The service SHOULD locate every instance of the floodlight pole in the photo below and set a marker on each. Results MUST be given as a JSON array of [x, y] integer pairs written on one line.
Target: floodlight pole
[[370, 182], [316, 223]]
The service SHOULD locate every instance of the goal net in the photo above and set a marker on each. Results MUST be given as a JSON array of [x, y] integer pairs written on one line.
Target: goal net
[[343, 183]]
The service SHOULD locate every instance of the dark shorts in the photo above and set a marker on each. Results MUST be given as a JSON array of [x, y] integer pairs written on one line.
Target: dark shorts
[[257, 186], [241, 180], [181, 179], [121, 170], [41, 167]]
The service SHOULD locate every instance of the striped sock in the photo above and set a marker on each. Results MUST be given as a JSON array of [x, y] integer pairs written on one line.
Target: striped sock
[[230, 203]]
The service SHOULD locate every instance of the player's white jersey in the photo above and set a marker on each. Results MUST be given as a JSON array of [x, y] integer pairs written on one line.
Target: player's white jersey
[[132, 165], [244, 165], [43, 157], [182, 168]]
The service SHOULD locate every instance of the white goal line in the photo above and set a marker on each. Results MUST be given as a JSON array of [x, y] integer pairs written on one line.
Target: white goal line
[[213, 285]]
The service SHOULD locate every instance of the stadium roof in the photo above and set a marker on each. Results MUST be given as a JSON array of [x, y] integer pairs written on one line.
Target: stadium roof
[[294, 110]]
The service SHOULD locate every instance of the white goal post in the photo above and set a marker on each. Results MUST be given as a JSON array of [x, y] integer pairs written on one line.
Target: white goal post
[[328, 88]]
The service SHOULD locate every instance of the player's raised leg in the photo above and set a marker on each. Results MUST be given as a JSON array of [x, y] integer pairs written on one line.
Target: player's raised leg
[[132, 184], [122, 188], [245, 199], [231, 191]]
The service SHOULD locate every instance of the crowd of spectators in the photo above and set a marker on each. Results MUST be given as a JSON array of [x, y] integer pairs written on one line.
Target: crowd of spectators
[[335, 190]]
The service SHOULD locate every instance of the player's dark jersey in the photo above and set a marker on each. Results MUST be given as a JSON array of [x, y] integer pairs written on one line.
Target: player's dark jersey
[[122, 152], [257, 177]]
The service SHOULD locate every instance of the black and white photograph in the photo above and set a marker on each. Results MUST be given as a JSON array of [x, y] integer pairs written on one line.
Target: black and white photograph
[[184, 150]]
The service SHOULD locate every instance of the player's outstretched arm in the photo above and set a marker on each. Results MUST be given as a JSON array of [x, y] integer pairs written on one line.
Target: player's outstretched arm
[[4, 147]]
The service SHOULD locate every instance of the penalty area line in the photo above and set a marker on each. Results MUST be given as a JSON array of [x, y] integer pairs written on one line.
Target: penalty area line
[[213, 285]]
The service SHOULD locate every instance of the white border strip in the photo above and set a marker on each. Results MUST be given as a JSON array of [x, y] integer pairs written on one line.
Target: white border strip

__TASK GOAL__: Set out the data from its first line through the line containing "[[370, 182], [316, 223]]" as a Markdown table with the columns Row and Data line. Give each line its own row, numbered in order, and skip blank lines.

__ANSWER TO THE PROBLEM__:
| Row | Data line |
|---|---|
| 1 | The service SHOULD locate every instance of the floodlight pole in the photo below and set a marker on each. Results MUST be given as a JSON array of [x, y] integer pairs written on one line. |
| 2 | Target: floodlight pole |
| 3 | [[370, 182], [316, 223]] |